◆ EXTRACTED RECORDS:
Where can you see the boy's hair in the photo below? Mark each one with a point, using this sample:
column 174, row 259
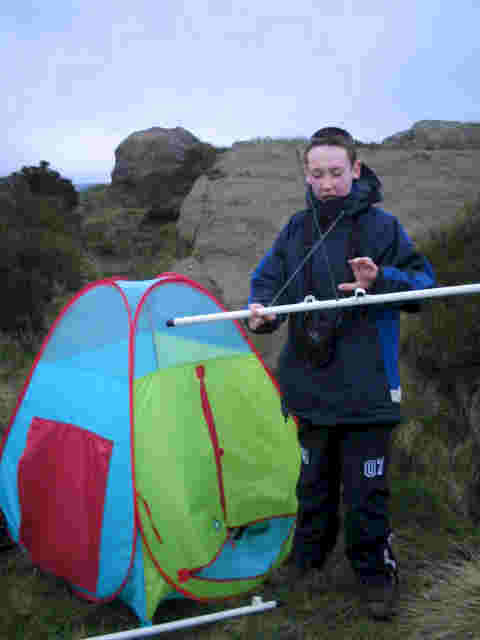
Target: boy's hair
column 332, row 137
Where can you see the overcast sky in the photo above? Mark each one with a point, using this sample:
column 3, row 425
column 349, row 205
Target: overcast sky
column 79, row 76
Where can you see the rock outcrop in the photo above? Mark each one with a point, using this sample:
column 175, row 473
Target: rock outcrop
column 233, row 213
column 157, row 167
column 438, row 134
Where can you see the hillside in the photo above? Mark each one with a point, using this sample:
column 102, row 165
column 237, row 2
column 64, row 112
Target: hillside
column 229, row 218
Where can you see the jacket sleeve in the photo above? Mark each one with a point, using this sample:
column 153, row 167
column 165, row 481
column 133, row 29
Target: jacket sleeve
column 268, row 278
column 402, row 267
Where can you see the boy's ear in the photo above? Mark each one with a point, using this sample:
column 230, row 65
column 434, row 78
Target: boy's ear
column 357, row 169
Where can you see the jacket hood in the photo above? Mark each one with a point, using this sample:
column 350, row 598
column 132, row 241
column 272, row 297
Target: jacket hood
column 366, row 190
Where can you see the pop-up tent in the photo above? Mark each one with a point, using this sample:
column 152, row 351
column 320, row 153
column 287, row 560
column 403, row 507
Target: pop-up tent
column 147, row 462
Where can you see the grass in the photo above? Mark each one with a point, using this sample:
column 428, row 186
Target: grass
column 439, row 564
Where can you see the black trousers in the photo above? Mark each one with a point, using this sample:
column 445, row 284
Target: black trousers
column 357, row 459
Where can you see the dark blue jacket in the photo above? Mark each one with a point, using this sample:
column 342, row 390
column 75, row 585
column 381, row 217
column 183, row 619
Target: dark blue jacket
column 361, row 385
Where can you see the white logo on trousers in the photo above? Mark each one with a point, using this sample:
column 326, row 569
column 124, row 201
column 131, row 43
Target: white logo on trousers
column 372, row 468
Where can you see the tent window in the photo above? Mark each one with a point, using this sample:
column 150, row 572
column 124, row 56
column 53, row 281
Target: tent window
column 62, row 479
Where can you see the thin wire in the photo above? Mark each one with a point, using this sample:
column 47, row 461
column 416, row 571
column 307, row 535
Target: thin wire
column 310, row 253
column 324, row 249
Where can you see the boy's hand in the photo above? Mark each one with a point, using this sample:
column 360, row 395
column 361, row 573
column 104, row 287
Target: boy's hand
column 257, row 320
column 365, row 273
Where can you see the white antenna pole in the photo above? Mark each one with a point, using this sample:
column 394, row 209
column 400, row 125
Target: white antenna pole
column 360, row 298
column 256, row 607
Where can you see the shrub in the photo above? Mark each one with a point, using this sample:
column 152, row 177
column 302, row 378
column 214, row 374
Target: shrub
column 445, row 337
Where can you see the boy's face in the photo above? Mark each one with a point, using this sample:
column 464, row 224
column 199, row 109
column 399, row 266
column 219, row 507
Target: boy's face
column 329, row 172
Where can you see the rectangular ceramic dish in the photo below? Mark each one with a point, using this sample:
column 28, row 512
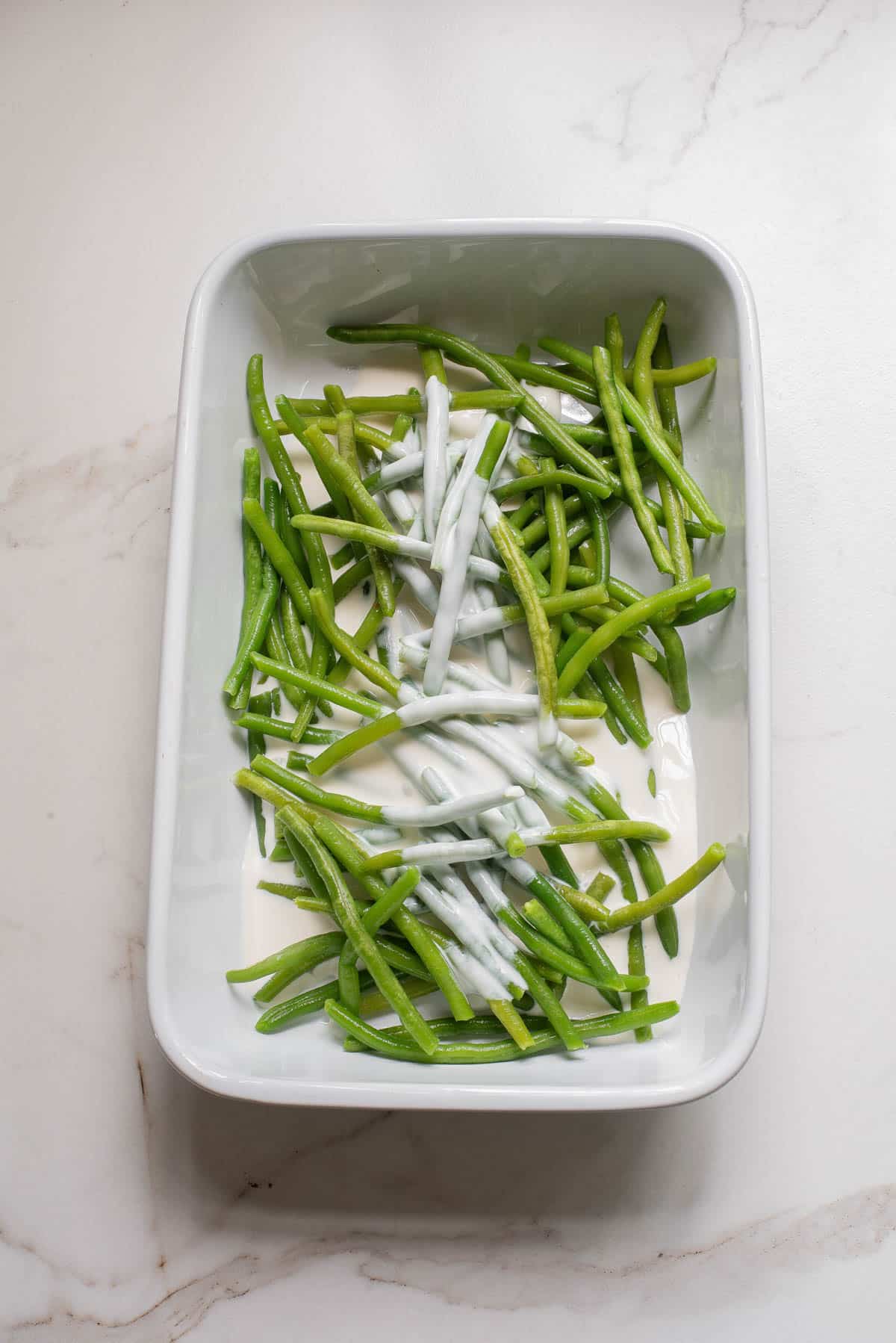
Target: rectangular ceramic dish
column 496, row 284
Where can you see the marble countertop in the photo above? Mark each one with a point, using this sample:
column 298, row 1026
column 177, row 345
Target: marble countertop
column 141, row 137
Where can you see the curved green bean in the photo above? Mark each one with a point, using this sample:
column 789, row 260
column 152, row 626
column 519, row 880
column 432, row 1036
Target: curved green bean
column 464, row 352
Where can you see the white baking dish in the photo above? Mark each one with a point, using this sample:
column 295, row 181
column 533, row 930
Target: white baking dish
column 496, row 282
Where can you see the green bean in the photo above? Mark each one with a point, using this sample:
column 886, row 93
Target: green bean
column 667, row 896
column 610, row 849
column 642, row 383
column 600, row 887
column 588, row 435
column 588, row 905
column 280, row 853
column 665, row 391
column 620, row 708
column 252, row 565
column 366, row 434
column 546, row 923
column 348, row 580
column 600, row 538
column 346, row 552
column 309, row 793
column 355, row 931
column 535, row 619
column 558, row 545
column 521, row 515
column 648, row 864
column 284, row 1014
column 300, row 957
column 546, row 375
column 615, row 727
column 281, row 559
column 665, row 375
column 676, row 663
column 558, row 958
column 304, row 1005
column 583, row 940
column 554, row 477
column 668, row 462
column 558, row 864
column 301, row 897
column 287, row 476
column 305, row 866
column 255, row 745
column 648, row 609
column 709, row 604
column 261, row 723
column 321, row 736
column 433, row 365
column 373, row 919
column 615, row 345
column 628, row 677
column 508, row 1017
column 366, row 631
column 550, row 1005
column 379, row 567
column 279, row 653
column 346, row 849
column 628, row 471
column 347, row 648
column 494, row 1050
column 344, row 474
column 464, row 352
column 321, row 689
column 590, row 831
column 254, row 634
column 638, row 999
column 410, row 403
column 260, row 787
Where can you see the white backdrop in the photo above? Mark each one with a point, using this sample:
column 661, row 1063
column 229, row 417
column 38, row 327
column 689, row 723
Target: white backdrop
column 139, row 140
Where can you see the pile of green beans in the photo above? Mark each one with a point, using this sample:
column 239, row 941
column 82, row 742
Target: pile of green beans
column 402, row 927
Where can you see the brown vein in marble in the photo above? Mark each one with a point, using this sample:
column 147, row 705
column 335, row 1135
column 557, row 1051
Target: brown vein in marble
column 514, row 1270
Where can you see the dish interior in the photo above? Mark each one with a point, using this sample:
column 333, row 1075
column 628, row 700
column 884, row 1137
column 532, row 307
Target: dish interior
column 497, row 292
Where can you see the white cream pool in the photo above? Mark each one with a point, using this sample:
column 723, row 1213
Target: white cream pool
column 386, row 772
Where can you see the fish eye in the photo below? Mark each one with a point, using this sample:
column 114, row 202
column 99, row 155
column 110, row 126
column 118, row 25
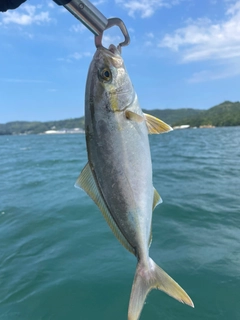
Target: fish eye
column 105, row 75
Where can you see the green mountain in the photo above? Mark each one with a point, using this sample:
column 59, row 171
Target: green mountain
column 224, row 114
column 172, row 116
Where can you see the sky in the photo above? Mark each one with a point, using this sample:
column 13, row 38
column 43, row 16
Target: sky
column 183, row 54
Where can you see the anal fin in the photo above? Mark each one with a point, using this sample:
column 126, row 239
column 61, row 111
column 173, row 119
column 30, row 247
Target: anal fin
column 155, row 125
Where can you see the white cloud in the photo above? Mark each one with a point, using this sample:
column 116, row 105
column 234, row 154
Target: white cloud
column 97, row 3
column 26, row 15
column 75, row 56
column 146, row 8
column 207, row 40
column 51, row 4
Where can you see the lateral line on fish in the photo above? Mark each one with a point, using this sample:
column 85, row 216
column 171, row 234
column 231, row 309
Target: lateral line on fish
column 99, row 188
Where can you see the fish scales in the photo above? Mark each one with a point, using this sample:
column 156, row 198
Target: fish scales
column 118, row 176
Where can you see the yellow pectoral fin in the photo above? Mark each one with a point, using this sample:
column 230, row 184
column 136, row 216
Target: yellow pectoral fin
column 155, row 125
column 156, row 198
column 134, row 116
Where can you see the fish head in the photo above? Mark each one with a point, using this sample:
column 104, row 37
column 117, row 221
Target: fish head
column 108, row 81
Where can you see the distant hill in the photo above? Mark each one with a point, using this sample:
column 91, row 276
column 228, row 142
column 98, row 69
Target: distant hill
column 172, row 116
column 224, row 114
column 24, row 127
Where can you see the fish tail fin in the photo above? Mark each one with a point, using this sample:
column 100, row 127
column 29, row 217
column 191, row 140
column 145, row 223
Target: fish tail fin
column 148, row 278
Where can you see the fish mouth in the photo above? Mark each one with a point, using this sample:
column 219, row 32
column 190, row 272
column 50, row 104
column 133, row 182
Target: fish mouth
column 112, row 54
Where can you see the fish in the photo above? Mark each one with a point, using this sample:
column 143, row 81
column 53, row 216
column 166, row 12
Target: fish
column 118, row 175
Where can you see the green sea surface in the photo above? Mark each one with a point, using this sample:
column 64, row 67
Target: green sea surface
column 60, row 261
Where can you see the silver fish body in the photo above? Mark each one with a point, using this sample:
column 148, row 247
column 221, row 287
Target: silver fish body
column 118, row 176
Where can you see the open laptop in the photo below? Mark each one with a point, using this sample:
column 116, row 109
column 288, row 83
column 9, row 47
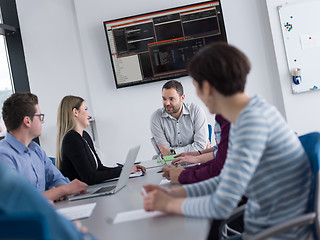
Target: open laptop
column 159, row 154
column 123, row 179
column 162, row 159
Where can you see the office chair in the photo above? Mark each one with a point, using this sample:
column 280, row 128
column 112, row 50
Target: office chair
column 311, row 145
column 24, row 226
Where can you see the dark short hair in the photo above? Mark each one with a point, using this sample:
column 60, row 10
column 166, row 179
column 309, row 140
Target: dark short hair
column 223, row 66
column 16, row 107
column 174, row 84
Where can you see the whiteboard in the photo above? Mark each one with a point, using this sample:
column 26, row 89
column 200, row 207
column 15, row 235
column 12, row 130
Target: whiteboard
column 300, row 25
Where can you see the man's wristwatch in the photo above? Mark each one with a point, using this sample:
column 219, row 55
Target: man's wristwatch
column 172, row 152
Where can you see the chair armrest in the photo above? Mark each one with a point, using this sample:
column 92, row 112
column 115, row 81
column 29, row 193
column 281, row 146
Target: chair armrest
column 305, row 219
column 235, row 214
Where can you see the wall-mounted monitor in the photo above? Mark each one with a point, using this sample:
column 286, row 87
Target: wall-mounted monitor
column 158, row 45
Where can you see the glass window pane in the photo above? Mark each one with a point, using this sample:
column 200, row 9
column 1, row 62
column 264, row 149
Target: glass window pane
column 6, row 88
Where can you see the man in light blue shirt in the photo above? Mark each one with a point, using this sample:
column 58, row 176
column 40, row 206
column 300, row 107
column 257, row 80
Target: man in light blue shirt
column 178, row 127
column 18, row 197
column 23, row 120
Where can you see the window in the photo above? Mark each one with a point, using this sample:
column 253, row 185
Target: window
column 5, row 81
column 13, row 71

◆ EXERCISE:
Reproduce the entries verbatim from their first line through the line containing "column 79, row 76", including both ends. Omit the pictures.

◆ TASK OUTPUT:
Where can you see the boy's hair in the photo below? Mark each one with a point, using this sample:
column 174, row 259
Target: boy's hair
column 332, row 137
Where can you see the overcast sky in the photo above? Mark each one with a point, using this sample:
column 3, row 425
column 349, row 205
Target: overcast sky
column 79, row 76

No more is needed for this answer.